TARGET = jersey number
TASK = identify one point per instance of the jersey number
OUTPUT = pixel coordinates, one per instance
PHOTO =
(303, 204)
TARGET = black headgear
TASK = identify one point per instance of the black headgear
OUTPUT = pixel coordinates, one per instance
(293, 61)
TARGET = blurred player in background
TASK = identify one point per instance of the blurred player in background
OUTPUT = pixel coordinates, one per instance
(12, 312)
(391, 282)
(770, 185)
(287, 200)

* * *

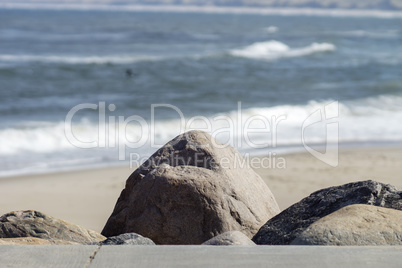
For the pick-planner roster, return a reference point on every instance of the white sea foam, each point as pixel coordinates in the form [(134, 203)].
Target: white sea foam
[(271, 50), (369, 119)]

**Prompt**
Copy out word for word the stretch of the listing from the line that contains "For the pick-planner" through the line that contains "[(271, 50), (369, 119)]", including both of those lines.

**Correct output**
For the pick-planner roster, return a reference point on every instance of the white sea foam, each point as pixel coordinates in the form [(134, 203)].
Target: white sea foam
[(271, 50), (369, 119)]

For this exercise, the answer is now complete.